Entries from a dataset
---

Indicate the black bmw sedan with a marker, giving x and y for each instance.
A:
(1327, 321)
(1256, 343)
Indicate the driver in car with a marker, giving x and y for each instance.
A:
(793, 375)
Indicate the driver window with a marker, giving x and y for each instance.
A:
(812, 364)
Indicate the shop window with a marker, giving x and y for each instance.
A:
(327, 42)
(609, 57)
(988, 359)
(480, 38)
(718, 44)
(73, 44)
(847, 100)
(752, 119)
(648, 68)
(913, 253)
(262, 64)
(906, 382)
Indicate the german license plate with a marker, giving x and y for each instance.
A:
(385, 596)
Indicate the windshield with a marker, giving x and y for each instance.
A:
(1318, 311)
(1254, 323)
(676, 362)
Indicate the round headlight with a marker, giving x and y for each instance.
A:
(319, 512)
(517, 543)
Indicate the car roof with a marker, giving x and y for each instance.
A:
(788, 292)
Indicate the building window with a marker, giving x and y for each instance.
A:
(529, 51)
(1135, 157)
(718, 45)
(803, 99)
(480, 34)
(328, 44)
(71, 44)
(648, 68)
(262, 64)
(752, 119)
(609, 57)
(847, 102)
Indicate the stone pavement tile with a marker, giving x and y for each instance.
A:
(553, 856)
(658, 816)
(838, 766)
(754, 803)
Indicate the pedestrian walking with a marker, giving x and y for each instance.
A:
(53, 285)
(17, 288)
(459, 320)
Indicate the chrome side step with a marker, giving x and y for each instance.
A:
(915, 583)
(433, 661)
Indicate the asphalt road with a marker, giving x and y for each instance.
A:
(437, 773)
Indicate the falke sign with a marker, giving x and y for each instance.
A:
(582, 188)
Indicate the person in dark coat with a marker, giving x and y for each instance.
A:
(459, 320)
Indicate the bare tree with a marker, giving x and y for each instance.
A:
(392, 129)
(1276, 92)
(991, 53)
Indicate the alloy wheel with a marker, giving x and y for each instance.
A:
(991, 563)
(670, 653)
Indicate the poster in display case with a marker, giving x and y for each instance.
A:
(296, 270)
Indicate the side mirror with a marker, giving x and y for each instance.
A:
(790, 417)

---

→ **SET PROBLEM**
Please rewrite the records from the line with "Indicate the german" through the end, replacing "marker" with "pin" and leaving everything else unchanged.

→ **TASK RESPONSE**
Indicate the german license plate with a pin, giving x and y for each instance.
A:
(385, 596)
Indicate the windshield with a pin, giving x and y for each instance.
A:
(1318, 311)
(1254, 323)
(676, 362)
Indicate the round headlight with a pin, giving x and y for each instance.
A:
(319, 512)
(517, 543)
Indicate the car roof with a pin, giving x and y for each instance.
A:
(788, 292)
Indicate the building window with a pin, giving x and y for each instance.
A:
(529, 51)
(1135, 157)
(718, 45)
(803, 99)
(480, 34)
(328, 44)
(71, 44)
(648, 68)
(262, 64)
(752, 119)
(609, 57)
(847, 102)
Indicate the stone pavement tile with a pin, giving x and y for each instance.
A:
(553, 856)
(658, 816)
(838, 766)
(754, 803)
Indicate the pedestrian walking with a pin, giving x and y for each instance.
A:
(53, 285)
(17, 288)
(459, 320)
Indicate the chrome side step with a pin, giving x and y for each instance.
A:
(915, 583)
(433, 661)
Indicate the asphalt road with a pin, giving x and y for each instance.
A:
(437, 773)
Indicate the falke sign with a pin, giving x and y for each instance.
A:
(582, 188)
Indicate the person in dark coat with a pin, giving x and y for each instance.
A:
(459, 320)
Indicate the bare tree with a pin, giving x and y for each instance.
A:
(392, 129)
(1276, 92)
(991, 53)
Indicate the alloy wheel with a pin, giving x and y for each instance.
A:
(991, 563)
(670, 653)
Indicate the poster in display case with a pin, giving x and y for each instance.
A:
(296, 270)
Indicate the side mirror with a pin, giving x and y for each instance.
A:
(790, 417)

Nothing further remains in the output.